## Task
Repeat exactly, and only, the lines from the line containing "of the silver" through the last line of the records below, including both.

## Records for this exercise
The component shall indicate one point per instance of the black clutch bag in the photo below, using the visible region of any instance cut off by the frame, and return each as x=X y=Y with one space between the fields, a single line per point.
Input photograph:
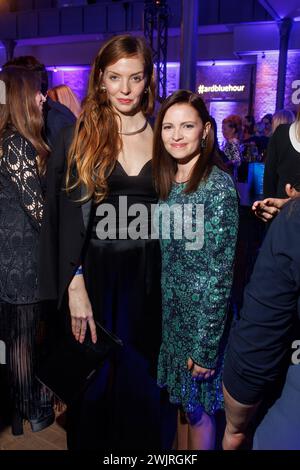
x=69 y=367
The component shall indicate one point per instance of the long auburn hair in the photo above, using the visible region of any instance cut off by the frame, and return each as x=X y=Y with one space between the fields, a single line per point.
x=165 y=166
x=20 y=110
x=96 y=142
x=63 y=94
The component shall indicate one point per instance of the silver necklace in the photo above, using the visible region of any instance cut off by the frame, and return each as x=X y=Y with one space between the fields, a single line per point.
x=136 y=132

## Task answer
The component shall indicate one point per instance of the silver necklace in the photo above, using the visible region of any instance cut off by the frame, and return each as x=X y=Y with one space between the fields, a single line per point.
x=136 y=132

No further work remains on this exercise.